* _Material shown_:

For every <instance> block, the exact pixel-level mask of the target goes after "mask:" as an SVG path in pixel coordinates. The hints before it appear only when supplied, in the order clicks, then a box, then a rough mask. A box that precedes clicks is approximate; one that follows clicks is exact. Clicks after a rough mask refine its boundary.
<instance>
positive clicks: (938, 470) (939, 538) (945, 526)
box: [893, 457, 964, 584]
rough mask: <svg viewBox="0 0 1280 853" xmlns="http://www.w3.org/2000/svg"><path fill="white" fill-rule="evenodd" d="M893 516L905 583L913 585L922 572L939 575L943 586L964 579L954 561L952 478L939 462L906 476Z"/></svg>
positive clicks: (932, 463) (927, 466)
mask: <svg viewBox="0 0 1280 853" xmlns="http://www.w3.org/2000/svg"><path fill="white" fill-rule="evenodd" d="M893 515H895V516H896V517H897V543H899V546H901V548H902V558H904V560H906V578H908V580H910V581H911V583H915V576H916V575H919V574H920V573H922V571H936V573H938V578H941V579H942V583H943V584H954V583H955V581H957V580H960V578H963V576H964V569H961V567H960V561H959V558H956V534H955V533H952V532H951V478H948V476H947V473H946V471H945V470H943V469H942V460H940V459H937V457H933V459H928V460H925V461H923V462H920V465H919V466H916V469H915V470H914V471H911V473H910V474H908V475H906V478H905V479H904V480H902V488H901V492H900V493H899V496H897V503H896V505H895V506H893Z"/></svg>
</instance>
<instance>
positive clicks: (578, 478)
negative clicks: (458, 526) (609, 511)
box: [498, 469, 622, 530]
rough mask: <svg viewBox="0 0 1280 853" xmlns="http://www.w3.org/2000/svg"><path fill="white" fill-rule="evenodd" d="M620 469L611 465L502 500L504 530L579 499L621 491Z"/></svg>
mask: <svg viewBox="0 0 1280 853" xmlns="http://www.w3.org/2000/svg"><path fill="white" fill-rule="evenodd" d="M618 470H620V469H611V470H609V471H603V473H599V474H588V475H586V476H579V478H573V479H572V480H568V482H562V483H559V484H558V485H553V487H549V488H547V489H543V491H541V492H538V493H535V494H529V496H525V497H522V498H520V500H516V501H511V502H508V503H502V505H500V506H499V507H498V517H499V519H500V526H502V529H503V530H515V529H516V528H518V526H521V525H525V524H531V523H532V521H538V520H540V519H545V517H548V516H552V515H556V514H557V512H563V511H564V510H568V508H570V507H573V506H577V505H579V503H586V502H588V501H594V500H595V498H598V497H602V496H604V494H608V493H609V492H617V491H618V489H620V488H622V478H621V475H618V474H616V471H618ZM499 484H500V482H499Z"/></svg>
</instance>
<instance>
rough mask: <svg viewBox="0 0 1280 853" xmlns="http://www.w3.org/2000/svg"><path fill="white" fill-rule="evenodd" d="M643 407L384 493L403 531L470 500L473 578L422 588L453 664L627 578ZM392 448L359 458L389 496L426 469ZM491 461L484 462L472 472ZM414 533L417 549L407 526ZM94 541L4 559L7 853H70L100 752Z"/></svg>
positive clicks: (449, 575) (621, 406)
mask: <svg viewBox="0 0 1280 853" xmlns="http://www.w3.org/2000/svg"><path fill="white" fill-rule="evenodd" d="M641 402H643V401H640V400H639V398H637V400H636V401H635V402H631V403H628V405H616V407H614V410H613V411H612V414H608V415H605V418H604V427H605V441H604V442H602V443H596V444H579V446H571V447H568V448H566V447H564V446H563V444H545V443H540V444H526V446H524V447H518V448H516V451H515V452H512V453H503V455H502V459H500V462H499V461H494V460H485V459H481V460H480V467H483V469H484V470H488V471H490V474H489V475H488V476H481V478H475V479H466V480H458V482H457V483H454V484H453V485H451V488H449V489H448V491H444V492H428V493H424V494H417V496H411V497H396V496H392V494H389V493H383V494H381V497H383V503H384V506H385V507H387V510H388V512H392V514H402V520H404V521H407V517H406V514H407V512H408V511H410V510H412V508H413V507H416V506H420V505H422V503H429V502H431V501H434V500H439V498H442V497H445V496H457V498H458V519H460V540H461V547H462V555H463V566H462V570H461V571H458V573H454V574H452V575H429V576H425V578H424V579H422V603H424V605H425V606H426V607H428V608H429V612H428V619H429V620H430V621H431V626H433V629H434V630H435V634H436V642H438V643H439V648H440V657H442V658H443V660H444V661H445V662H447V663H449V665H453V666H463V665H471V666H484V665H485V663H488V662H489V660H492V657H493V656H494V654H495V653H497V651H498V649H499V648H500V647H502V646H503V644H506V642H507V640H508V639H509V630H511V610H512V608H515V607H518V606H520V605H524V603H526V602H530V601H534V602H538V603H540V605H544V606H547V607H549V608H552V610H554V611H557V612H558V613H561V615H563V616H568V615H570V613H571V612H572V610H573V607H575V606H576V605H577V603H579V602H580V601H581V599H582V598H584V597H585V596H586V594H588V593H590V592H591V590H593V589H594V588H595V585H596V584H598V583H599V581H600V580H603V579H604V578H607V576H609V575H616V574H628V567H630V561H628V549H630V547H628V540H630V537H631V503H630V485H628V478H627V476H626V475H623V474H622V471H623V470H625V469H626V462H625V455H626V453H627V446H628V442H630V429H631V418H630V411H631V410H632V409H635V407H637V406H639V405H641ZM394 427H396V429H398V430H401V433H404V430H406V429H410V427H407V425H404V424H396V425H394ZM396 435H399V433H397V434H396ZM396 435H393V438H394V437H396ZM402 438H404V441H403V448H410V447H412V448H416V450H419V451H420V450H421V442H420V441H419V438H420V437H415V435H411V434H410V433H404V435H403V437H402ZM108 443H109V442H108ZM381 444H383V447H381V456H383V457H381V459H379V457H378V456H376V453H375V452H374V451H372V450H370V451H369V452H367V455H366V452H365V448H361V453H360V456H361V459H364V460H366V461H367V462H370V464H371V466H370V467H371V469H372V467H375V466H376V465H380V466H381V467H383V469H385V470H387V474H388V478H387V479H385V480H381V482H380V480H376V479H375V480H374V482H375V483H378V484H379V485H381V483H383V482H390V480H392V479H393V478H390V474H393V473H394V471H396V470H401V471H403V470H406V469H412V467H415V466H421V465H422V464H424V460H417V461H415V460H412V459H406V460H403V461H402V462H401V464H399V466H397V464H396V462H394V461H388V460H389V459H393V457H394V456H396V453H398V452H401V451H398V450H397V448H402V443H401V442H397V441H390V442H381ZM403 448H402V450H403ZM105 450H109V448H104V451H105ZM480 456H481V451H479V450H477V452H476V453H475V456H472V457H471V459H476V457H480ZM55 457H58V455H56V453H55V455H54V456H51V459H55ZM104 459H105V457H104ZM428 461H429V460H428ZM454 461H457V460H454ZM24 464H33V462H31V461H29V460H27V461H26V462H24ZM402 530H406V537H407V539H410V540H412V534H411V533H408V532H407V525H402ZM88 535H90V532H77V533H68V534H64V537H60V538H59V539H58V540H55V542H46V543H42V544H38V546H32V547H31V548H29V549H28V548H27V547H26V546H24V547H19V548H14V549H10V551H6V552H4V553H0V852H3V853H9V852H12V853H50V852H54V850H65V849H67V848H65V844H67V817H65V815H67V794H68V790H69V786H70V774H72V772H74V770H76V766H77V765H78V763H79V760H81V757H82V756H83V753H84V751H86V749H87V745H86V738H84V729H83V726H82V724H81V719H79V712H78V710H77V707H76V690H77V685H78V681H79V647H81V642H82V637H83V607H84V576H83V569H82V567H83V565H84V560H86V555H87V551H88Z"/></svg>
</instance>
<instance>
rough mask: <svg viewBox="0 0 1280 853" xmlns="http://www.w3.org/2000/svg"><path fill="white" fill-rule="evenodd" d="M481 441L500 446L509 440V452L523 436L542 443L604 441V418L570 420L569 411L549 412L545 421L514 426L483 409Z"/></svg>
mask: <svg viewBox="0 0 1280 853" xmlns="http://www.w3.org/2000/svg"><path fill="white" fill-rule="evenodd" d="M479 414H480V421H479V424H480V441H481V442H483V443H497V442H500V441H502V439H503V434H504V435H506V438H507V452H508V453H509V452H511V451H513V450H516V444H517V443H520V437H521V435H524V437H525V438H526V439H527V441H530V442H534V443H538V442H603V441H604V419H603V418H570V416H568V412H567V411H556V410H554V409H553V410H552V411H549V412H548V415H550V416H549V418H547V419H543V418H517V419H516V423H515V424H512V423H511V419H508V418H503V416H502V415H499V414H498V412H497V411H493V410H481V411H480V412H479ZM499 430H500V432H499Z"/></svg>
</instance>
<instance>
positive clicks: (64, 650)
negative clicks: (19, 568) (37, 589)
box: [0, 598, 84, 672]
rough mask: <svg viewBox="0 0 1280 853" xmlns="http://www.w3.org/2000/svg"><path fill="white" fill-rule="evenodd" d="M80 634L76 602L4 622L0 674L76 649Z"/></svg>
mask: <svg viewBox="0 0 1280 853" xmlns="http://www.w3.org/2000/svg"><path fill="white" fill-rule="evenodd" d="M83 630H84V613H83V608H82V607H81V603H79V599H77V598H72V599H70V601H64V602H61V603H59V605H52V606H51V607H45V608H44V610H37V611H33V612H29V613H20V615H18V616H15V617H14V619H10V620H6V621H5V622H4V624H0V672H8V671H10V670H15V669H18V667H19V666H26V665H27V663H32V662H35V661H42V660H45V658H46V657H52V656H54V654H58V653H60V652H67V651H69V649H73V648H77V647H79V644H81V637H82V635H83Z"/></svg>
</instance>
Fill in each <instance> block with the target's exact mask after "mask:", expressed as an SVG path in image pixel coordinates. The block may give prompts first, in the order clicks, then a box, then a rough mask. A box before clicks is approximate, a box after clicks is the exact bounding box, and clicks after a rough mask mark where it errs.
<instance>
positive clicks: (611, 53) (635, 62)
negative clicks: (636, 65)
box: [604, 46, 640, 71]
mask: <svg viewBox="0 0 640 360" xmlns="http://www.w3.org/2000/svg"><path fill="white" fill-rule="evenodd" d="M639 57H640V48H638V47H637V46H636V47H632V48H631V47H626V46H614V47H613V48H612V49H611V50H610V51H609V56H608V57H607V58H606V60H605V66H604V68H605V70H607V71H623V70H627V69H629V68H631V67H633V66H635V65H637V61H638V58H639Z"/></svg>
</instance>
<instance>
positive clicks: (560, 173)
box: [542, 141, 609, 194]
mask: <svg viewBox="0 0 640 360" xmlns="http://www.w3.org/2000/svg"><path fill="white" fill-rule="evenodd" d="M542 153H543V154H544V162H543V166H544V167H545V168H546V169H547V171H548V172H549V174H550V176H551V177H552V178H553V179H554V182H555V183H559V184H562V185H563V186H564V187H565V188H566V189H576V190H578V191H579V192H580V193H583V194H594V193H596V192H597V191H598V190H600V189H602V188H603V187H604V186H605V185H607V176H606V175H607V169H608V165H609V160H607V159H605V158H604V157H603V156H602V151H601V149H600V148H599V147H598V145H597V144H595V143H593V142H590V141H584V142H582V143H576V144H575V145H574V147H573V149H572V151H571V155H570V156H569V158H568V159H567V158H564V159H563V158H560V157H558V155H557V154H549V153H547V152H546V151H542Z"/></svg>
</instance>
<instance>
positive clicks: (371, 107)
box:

* _What this task involves_:
Working from the entries above, find every line in which the word "coordinates" occurs and copy it.

* _Problem solution_:
For every <instance> block, the exact pixel-level mask of the target goes after "mask:" as an SVG path in pixel coordinates. The hints before it appear only when supplied, in the order clicks, then a box, then a rough mask. A box that precedes clicks is approximate; one that follows clicks is exact. Clicks after a rough mask refine its boundary.
Fill in each <instance> block with the target's exact mask after "mask:", expressed as an SVG path in image pixel coordinates. The block may give prompts first, in the order clicks, then a box, then a rough mask. A box before clicks is approximate, a box after clicks is the exact bounding box, and clicks after a rough mask mark where it errs.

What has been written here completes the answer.